Exercise task — Only the lines from the one containing "bumper with one point per instance." through the last line below should be written out, exactly and with both ends kept.

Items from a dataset
__________________________________________________

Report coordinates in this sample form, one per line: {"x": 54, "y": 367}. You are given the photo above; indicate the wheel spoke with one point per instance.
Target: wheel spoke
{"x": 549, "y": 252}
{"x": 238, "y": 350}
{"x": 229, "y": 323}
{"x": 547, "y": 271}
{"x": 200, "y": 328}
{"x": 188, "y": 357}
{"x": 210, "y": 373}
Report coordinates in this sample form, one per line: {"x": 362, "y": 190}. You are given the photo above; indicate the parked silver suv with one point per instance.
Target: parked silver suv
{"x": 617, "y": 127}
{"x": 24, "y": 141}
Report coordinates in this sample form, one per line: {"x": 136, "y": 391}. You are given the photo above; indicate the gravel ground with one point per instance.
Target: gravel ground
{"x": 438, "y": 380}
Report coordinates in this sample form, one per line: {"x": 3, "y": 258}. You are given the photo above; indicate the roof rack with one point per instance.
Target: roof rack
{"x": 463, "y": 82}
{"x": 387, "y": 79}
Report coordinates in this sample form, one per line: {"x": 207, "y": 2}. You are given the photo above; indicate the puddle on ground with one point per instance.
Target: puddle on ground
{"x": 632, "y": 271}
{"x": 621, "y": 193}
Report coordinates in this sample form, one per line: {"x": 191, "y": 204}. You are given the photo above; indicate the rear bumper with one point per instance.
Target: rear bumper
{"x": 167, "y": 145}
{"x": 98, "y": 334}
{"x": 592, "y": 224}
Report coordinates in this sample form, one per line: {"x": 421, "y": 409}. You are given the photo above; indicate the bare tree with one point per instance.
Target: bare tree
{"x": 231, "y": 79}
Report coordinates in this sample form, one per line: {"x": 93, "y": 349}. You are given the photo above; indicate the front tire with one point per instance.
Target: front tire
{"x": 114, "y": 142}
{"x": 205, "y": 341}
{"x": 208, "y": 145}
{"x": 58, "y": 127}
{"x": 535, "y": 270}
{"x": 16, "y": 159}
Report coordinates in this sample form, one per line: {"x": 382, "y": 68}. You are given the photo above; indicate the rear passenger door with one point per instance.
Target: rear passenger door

__________________________________________________

Task answer —
Report coordinates in this sample form, one per line: {"x": 191, "y": 204}. You are given the photo above; indicate the rear bumper with one point per instance.
Target: rear bumper
{"x": 167, "y": 145}
{"x": 98, "y": 334}
{"x": 592, "y": 224}
Report coordinates in this sample form, one per line: {"x": 421, "y": 409}. You are given the photo above; indicate the bare tree with one point per instance.
Target: bare tree
{"x": 231, "y": 79}
Report coordinates in this sample form, one per line: {"x": 93, "y": 349}. You are given the photo above; indicate the front tire with one point per instance.
Target: front tire
{"x": 114, "y": 142}
{"x": 205, "y": 341}
{"x": 208, "y": 145}
{"x": 58, "y": 127}
{"x": 535, "y": 270}
{"x": 16, "y": 159}
Report coordinates in this sample form, one per line: {"x": 382, "y": 68}. You are given the photo above; indicate the rear passenger door with one point per instance.
Target: rear passenger door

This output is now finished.